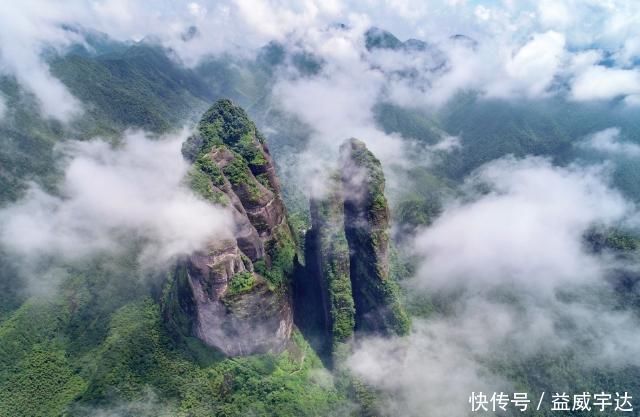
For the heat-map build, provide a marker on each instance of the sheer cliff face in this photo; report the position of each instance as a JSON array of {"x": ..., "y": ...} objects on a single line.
[
  {"x": 366, "y": 218},
  {"x": 346, "y": 287},
  {"x": 332, "y": 263},
  {"x": 234, "y": 295}
]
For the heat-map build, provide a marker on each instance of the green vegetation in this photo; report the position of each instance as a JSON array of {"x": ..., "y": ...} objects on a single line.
[
  {"x": 281, "y": 250},
  {"x": 240, "y": 283}
]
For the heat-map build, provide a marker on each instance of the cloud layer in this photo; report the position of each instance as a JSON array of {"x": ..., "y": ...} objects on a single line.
[
  {"x": 518, "y": 280},
  {"x": 113, "y": 196},
  {"x": 523, "y": 47}
]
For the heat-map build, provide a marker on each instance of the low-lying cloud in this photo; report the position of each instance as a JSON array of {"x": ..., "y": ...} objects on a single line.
[
  {"x": 518, "y": 280},
  {"x": 109, "y": 196},
  {"x": 610, "y": 142}
]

Work to be completed —
Write out all the data exactly, minus pictures.

Answer for this exercise —
For the heat-map build, provide a marker on each instance of the sheer cliff face in this photo; report the position of each instance as a JSON array of {"x": ..., "y": ...} objects on a single line.
[
  {"x": 366, "y": 218},
  {"x": 346, "y": 287},
  {"x": 332, "y": 263},
  {"x": 234, "y": 295}
]
For the heat-map build, provide a marker on each instance of the green vegetation in this photo; report the position of each instance as a JSON array of {"x": ..., "y": ...} objects on a single line.
[
  {"x": 281, "y": 250},
  {"x": 240, "y": 283}
]
For the heat-map build, provide a marker on each instance of the cloud layer in this photo; report the position of each instance as a JSON array of {"x": ..., "y": ...} objects on a single line.
[
  {"x": 518, "y": 280},
  {"x": 113, "y": 196},
  {"x": 523, "y": 47}
]
For the heat-map build, provide a marker on each instance of the low-lying cloud in this photo; report the position of each instance as a JSON array of {"x": ..., "y": ...} objects on a single line.
[
  {"x": 518, "y": 280},
  {"x": 109, "y": 196},
  {"x": 610, "y": 142}
]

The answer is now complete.